- **EXCERPT PROVIDED**
====

I think if we read Nancy Cott’s “Public Vows,” it’s clear that the marriage institution in the US is based on conservative framing and that influence has increased historically. For example, interracial marriage was allowed at first – then outlawed. Requiring monogamy was a conservative reaction – and was enshrined into our laws. While I agree that there is no such thing as traditional marriage (well, at least beyond 200 years or so – see Stephanie Coontz’ “Marriage, A History), I also think that it is important to remember what values have shaped and continue to shape the institution of marriage – and those values are conservative. That does not mean, of course, that some marriages aren’t progressive, however, the institutional pressures are strong, normative, and conservative.

Hmmm…Tim here is a thought…. Hindus and Buddhism do acknowledge and embrace same sex marriage. So yes in the USA marriage is a conserve Christian thing….

Funny. I do appreciate humor, always, including in the picture which is awesome, just sayin’

Hmmm…Tim here is a thought…. Hindus and Buddhism do acknowledge and embrace same sex marriage. So yes in the USA marriage is a conserve Christian thing….

Tim wrote: “if you support marriage equality as much as you say you do, you ought to stop using the discriminatory term “same-sex marriage,” which automatically relegates such marriages to the status of “other.””

I struggle with this. I see how adding “same-sex” in front of marriage could relegate marriages of same-sex couples to “other.” At the same time, though, I find it troubling when a term like “marriage equality” that seems to be inclusionary is used to mean only one specific kind of equality: That between same-sex and different-sex married couples. “Marriage equality,” as it is used, does not include interracial couples, often not trans* couples, etc. Similarly with “human rights” campaign: HRC works toward specific human rights, not all human rights, which is especially troubling when the rights of trans* folks aren’t including. So, to me “same-sex marriage” simply specifies the context of marriage equality we’re talking about.

Any thoughts or comments? I’d be happy to be enlightened!

Rachel I completely understand your feelings that the term “Marriage Equality” has predominantly been used to describe an equality between same-sex and opposite-sex marriages. But I just wanted to express that I feel this term is a good one, that has the potential to represent the concept of equality for anyone who wishes to enter into a marriage (gay, straight, interracial, polygamist, whatever.) And I most definitely agree that an organization that works specifically for gay rights should not be appropriating a term (Human Rights) that is much more inclusive than the organization itself.

====

(Rows from an annotation dataset)
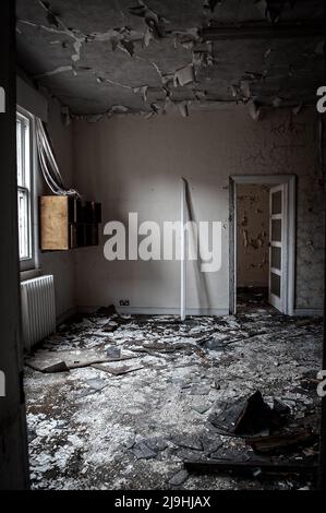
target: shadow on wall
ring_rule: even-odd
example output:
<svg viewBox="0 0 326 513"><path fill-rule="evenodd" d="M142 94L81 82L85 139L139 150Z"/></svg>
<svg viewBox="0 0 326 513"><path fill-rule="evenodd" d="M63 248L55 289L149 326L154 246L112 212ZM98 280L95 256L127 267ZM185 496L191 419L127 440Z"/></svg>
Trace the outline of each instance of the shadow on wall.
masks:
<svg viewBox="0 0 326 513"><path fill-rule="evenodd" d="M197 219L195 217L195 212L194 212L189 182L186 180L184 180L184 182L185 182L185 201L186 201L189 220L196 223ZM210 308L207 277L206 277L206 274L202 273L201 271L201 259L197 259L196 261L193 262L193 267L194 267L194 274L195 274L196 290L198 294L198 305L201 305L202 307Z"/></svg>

====

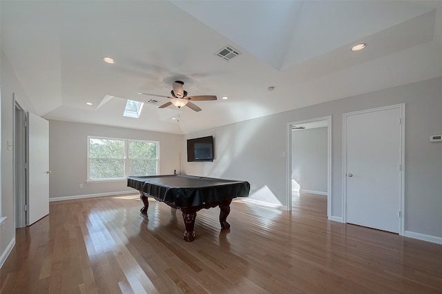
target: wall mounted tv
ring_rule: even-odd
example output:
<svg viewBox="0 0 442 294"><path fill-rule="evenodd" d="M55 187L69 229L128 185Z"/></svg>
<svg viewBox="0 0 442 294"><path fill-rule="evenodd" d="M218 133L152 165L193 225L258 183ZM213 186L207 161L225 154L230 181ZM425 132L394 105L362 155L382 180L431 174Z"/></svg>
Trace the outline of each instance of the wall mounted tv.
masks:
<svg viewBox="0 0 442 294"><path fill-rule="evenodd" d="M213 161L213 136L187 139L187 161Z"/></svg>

====

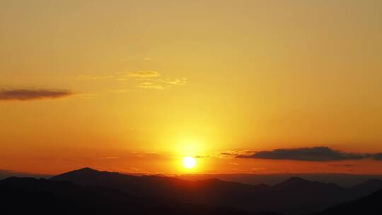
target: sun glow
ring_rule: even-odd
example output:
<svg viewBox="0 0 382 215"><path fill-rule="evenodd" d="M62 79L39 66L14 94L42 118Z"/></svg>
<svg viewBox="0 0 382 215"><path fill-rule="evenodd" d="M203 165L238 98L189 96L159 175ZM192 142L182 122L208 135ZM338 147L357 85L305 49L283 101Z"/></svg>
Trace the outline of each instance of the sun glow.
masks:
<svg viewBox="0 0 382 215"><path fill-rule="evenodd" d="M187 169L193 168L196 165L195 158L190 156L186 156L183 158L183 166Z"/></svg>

====

- **SET PROBLEM 1**
In the comment thread on marriage, the last comment gives a list in parentheses of people who might wish to marry. Name each kind it lists, leaving out "whatever."
- **SET PROBLEM 2**
Give a two-sentence summary of the comment thread on marriage.
- **SET PROBLEM 3**
Proceed with the comment thread on marriage, starting after its final comment.
These rows are separate from the comment thread and have nothing to do with it.

- **TASK RESPONSE 1**
gay, straight, interracial, polygamist

- **TASK RESPONSE 2**
The first comment argues that marriage in the US has been shaped by conservative values, and a later one says that in the USA marriage is a conservative Christian thing. Rachel finds "marriage equality" troubling because it is used only for the equality between same-sex and different-sex couples, while a reply says the term could stand for anyone who wishes to marry and agrees that a gay rights group should not use the more inclusive term "Human Rights."

- **TASK RESPONSE 3**
If that is the definition of “marriage equality,” I think it is as inclusive as can be for marriage… My concern is that, just with HRC, the meaning will be watered down to something less inclusive… But maybe that just means we gotta keep speaking up as I do with “equality for all,” demanding that “all” really means all, not just married folks…

This is a wonderful article. I have thought just about as much. The perceived right to discriminate against and marginalize people the majority does not value is only due to a base need for power and control. I am hopeful however that by shaving off the territory where discrimination is acceptable that eventually we will whittle down this ego monster into a tiny toothpick.

While minority assimilation to majority standards is often a troubling phenomenon and always worthy of thoughtful discourse, the suspicions and reservations as outlined in this post seem more narrow-minded and anti-intellectual than its author realizes. Marriage has one meaning and one meaning only (wrong). Marriage has one history and one history only (wrong). Infiltrating marriage is an act only of assimilation and not of disruption (wrong). The minority adapts to become the majority; the majority is never changed by the minority (wrong).

All worthy points. I’m not arguing that there’s only one way to see the issues. I posted because I think that’s the way the issues are being presented. There are important legal implications of the decisions pending. Also, as a non-Christian, I’m aware that marriage has more than one meaning. I think as defined by our federal government, that meaning is awfully narrow. Infiltrating marriage isn’t just an act of assimilation. In fact, I plan on getting married if federal recognition is won, and in part as a statement to others in my life who could use that little kick in the pants. I also don’t believe that when the minority adapts to become the majority the majority is unchanged. For instance, while I don’t believe the racial demographic changes will necessarily mean an end to white hegemony, I don’t think that the U.S. will be changed, even if many people of color are enveloped by whiteness. Whiteness, it’s meaning and import, will change, perhaps for the better. But, I do also think it’s valid to point to the potential problems associated with marriage, and to invite people like you to push back with intelligent arguments as you have. It generates a fuller, livelier, more enriching debate. Anyway, thanks for the comment. I don’t normally respond to fully, but this was a challenge I really liked because I think you raise important points!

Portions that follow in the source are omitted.